TEKS BACAAN -

--*--

Kesuksesan, bagi legasi perampok kasino legendaris Ocean ini, jadi harga mutlak. Pasalnya, selain ingin membuktikan, ia bisa balik mengirim balik mantan kekasih ke penjara, perkara mencuri Toussaint, kalung berlian senilai US$150 juta relatif sulit. Oleh karena itu, strategi yang ia susun masak-masak selama lima tahun mendekam di bui, butuh perempuan sebagai aktor utama.

Di awal film, Debbie meyakinkan sahabatnya, tukang oplos minuman alkohol Lou (Cate Blanchett), proyek perampokan di Met Gala ini akan berhasil. Adegan berikutnya mudah ditebak. Sejumlah perempuan badass direkrut, dengan berbagai keahliannya. Ya, film besutan sutradara Gary Ross ini memang total menjiplak trilogi perampokan Ocean, yang mashur di awal 2000-an tersebut. Pembedanya, lagi-lagi hanya jenis kelamin yang bermain sebagai pelaku perampokan.

Bukannya saya misoginis, tapi penunjukkan pemain kaliber dunia nan berpenampilan mewah ini, eksekusinya terasa biasa saja. Memang, dalam penokohan, saya sedikit terhibur. Misalnya, Sandra Bullock yang kadar ketenangannya level mumpuni, Cate Blanchett dengan lagak semau gue. Lalu ada Helena Bonham Carter yang bermain sebagai Rose Weil, desainer tak laku dengan tingkah dan penampilan—yang seperti biasa—selalu eksentrik.

Rihanna yang di sini berperan sebagai peretas yang gemar menghisap ganja. Anna Hathaway, yang luar biasa cantiknya, namun senyum yang ia jual entah mengapa terasa pas mewakili 'selebritis cantik, tapi bodoh'. Lalu Amita (Mindy Kalling) si pembuat berlian dengan ketelitian pemindaian yang super. Awkwafina si tukang ngutil di jalanan. Terakhir Sarah Paulson, ibu rumah tangga, yang rupanya belum ‘sembuh’ total dari kebiasaan menjadi penadah barang rampokan di garasi rumahnya.

Karakternya menarik, mengedepankan nuansa multikulturalisme—karena ada pemain kulit hitam dan orang China—meski nir pendalaman karakter. Delapan orang yang bergabung di tim ini menjalani tugas sesuai porsi yang sudah dirancang Debbie. Tujuannya, merampok Toussaint yang ditempatkan di brankas bawah tanah, dengan pengamanan ekstra maksimum. Laiknya formula klasik film genre heist caper, setelah tim dibentuk, objek yang disasar diuraikan, rencana siapa melakukan apa disusun, film tinggal berjalan sesuai pakem standar. Sebuah perampokan yang seolah mustahil, dilakukan oleh perempuan yang di dunia nyata merupakan bintang Hollywood.

--*--

BARIS DATA -
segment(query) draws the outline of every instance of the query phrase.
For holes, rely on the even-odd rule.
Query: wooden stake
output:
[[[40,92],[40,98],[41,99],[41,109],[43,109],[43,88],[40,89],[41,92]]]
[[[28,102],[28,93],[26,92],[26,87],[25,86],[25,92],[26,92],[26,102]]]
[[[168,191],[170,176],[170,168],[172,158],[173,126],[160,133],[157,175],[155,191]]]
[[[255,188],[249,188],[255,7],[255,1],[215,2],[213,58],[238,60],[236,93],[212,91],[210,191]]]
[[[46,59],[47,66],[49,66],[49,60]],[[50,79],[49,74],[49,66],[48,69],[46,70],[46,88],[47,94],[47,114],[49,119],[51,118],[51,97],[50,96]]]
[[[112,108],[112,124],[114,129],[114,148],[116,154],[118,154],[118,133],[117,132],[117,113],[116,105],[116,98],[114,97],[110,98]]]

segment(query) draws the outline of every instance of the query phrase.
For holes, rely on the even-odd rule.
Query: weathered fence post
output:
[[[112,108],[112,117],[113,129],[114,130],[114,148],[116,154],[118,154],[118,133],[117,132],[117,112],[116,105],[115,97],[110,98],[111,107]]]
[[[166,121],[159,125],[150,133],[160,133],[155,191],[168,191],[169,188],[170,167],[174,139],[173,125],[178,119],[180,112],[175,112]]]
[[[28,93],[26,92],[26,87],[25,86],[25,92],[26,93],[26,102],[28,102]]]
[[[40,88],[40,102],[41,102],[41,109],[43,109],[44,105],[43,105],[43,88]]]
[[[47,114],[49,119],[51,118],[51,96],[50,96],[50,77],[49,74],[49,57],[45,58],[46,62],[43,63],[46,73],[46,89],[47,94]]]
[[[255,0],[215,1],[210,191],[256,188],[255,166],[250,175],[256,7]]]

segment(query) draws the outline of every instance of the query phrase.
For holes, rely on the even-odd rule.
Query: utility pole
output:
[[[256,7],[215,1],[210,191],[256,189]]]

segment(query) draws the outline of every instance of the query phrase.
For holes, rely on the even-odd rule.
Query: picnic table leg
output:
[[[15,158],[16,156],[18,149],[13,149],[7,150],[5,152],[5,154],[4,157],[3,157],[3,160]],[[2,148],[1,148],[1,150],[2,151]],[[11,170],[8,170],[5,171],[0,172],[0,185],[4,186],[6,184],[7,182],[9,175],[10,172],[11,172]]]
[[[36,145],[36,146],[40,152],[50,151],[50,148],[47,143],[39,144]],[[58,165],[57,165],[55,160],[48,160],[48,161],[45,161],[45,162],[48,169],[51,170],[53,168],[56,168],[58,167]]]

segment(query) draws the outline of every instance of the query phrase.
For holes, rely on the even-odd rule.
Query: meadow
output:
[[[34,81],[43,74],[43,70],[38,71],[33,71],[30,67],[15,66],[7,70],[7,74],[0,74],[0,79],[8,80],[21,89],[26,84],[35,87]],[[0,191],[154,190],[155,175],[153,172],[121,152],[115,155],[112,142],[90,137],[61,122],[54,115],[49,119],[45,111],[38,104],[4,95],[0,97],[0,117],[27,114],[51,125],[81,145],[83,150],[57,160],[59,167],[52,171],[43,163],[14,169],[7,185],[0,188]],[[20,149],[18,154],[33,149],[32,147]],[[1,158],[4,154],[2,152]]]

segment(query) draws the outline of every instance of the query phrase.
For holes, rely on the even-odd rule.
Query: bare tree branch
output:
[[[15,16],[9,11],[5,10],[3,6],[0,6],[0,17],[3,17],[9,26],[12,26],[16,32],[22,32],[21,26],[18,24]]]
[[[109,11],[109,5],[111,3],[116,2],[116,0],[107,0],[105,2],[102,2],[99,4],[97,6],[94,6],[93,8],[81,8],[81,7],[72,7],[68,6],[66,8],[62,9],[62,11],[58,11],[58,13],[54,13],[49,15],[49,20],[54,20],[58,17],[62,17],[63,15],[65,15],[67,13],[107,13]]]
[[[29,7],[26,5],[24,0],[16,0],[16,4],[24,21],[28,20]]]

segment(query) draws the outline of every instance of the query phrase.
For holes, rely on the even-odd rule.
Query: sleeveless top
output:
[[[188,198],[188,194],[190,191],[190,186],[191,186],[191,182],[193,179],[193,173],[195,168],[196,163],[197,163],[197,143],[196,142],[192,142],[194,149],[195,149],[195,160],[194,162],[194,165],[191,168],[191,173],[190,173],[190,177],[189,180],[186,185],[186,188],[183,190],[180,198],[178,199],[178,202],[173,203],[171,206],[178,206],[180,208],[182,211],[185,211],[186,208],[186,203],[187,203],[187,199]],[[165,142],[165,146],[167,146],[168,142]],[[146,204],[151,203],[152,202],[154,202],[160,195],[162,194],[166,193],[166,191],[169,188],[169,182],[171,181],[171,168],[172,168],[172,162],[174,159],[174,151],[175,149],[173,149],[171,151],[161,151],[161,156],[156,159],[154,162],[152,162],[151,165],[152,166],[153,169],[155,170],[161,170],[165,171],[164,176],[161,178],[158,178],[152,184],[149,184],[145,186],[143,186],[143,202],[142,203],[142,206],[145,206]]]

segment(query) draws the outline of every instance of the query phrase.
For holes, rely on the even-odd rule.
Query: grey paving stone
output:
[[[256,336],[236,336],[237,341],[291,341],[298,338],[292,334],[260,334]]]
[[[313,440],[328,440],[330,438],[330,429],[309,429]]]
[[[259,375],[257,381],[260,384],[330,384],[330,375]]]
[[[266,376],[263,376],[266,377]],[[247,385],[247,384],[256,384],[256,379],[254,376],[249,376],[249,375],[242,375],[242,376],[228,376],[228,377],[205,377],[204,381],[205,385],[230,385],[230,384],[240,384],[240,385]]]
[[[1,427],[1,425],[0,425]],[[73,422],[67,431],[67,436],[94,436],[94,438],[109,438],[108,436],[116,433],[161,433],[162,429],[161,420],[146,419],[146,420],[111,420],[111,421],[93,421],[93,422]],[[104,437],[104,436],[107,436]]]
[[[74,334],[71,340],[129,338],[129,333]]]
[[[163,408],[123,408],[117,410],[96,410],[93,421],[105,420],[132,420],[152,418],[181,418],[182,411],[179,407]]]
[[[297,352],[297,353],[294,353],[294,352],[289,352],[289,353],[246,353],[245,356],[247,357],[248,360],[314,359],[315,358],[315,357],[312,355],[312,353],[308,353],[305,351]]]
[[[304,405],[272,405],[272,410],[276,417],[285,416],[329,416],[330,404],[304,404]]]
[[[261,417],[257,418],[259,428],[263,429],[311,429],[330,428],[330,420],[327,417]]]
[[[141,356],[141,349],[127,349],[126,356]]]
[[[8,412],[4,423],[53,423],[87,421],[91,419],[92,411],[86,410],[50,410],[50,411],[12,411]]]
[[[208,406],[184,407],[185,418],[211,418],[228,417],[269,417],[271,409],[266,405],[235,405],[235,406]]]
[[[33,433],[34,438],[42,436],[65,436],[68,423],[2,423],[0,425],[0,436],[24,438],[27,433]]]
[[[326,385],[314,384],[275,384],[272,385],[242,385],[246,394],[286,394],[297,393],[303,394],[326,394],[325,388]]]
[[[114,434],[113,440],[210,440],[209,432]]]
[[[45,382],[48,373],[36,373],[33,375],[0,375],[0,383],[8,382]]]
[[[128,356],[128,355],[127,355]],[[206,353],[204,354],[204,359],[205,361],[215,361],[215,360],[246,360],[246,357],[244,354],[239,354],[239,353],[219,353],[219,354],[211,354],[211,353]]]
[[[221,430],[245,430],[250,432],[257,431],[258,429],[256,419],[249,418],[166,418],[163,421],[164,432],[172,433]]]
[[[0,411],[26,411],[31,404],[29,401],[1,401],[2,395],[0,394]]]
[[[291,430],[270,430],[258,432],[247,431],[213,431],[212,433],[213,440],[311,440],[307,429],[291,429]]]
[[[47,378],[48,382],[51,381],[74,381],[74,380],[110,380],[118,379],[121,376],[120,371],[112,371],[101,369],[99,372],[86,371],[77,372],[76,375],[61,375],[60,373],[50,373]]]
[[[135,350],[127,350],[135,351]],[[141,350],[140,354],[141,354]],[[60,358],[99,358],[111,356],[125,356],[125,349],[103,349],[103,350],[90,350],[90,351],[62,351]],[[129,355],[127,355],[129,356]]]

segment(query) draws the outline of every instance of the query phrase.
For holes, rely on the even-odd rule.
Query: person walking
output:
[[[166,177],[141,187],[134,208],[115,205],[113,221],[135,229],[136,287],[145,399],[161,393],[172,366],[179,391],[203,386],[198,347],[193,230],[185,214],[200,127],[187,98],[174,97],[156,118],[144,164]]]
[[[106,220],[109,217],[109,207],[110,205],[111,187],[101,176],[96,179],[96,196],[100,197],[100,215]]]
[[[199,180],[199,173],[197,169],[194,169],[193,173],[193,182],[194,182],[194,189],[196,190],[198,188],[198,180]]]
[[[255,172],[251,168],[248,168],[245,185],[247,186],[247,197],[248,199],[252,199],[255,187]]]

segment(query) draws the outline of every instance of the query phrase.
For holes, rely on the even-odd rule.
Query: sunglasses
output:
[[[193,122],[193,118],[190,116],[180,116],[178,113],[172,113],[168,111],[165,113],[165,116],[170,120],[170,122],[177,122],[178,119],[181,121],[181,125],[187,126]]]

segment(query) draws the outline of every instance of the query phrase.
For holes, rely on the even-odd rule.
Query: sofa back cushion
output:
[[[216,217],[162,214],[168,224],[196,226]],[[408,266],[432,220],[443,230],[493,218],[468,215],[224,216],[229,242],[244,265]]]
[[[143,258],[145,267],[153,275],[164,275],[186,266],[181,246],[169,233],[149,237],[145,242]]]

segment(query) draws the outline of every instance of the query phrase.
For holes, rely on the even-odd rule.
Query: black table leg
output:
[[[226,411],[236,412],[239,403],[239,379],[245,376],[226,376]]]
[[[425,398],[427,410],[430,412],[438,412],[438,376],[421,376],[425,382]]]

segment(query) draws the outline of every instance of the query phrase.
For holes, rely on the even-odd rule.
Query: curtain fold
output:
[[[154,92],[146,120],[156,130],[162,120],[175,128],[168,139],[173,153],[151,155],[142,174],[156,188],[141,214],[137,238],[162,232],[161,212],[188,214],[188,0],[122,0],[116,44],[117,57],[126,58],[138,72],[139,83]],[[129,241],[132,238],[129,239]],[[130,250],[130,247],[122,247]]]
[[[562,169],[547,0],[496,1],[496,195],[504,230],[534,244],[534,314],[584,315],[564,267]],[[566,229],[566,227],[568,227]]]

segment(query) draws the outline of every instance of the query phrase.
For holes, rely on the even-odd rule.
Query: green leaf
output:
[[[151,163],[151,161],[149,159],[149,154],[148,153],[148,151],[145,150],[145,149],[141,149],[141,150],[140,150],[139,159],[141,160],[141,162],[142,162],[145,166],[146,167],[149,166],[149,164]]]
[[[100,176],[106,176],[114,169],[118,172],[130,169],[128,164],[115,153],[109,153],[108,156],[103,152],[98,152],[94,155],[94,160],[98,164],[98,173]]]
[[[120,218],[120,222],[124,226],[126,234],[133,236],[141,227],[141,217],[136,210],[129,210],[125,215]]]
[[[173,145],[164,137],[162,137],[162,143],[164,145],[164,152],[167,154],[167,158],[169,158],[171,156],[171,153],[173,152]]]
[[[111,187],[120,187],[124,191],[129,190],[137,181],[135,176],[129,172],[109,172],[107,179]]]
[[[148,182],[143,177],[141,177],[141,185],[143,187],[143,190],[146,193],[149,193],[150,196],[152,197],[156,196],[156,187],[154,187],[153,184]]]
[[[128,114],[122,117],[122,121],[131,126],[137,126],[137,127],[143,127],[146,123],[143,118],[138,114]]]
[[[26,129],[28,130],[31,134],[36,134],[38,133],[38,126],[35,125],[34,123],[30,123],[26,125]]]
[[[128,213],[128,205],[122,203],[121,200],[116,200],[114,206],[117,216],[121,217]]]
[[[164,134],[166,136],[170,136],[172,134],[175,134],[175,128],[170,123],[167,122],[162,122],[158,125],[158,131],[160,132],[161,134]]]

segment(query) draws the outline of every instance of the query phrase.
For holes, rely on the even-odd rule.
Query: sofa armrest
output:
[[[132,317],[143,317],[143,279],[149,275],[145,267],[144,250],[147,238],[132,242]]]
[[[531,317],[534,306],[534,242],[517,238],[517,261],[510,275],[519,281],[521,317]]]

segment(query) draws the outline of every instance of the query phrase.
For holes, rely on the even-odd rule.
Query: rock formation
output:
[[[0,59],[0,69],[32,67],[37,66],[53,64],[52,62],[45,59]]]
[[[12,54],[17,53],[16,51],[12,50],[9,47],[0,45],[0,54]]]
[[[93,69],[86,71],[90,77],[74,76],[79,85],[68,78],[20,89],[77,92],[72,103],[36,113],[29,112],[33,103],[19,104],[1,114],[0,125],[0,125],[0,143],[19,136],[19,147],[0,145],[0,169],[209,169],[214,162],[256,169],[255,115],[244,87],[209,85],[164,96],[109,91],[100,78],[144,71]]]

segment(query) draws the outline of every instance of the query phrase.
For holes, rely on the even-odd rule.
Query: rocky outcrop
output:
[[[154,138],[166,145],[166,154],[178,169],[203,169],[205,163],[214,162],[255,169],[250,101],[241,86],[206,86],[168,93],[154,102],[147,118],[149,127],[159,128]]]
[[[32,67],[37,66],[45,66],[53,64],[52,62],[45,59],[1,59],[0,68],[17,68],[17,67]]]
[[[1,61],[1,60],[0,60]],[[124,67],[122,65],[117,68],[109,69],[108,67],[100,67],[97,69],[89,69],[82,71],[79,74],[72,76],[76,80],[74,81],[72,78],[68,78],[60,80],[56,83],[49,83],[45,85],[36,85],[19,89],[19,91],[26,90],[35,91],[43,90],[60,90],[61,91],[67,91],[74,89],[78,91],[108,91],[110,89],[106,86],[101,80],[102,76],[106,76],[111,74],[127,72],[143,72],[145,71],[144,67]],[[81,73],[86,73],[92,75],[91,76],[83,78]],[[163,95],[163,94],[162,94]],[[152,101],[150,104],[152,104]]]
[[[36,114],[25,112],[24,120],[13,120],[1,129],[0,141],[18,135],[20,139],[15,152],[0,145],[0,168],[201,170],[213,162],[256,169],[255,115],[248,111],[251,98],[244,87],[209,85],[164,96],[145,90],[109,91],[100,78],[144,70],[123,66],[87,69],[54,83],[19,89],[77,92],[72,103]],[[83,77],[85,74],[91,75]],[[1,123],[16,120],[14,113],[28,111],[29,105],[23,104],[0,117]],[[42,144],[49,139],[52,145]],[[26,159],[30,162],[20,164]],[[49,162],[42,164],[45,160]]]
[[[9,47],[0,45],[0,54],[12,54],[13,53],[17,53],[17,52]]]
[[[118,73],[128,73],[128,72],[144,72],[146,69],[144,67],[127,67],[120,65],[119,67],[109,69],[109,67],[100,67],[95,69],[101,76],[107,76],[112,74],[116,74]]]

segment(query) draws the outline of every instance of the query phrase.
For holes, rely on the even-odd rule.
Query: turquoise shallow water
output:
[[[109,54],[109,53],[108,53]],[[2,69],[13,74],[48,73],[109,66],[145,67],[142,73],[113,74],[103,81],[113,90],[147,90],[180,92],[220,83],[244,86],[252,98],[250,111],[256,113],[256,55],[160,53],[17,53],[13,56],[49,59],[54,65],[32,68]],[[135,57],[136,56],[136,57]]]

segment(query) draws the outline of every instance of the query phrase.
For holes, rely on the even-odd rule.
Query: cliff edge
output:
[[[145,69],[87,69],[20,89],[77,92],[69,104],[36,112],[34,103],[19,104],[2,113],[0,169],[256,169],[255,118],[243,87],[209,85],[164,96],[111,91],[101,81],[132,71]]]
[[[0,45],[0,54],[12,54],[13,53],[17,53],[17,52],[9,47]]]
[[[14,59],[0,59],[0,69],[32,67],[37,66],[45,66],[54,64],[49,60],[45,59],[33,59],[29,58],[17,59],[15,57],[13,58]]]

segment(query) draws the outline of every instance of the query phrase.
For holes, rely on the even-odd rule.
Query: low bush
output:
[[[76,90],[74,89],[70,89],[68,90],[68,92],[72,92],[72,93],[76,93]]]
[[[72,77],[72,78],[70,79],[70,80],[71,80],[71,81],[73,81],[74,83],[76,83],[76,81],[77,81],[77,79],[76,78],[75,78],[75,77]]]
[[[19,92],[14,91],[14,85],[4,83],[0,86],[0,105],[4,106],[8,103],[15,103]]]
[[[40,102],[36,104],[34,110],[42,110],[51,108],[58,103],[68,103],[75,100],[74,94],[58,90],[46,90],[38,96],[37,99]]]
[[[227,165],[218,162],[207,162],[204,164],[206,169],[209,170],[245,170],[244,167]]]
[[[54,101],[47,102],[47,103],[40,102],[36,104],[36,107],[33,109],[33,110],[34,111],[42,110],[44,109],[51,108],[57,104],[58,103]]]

--*--

Tuliskan kembali bagian dari ulasan film di atas, dimulai dengan "Di awal film, Debbie" dan berlanjut hingga "sebagai pelaku perampokan.", tanpa mengubah satu kata atau tanda baca pun.

Di awal film, Debbie meyakinkan sahabatnya, tukang oplos minuman alkohol Lou (Cate Blanchett), proyek perampokan di Met Gala ini akan berhasil. Adegan berikutnya mudah ditebak. Sejumlah perempuan badass direkrut, dengan berbagai keahliannya. Ya, film besutan sutradara Gary Ross ini memang total menjiplak trilogi perampokan Ocean, yang mashur di awal 2000-an tersebut. Pembedanya, lagi-lagi hanya jenis kelamin yang bermain sebagai pelaku perampokan.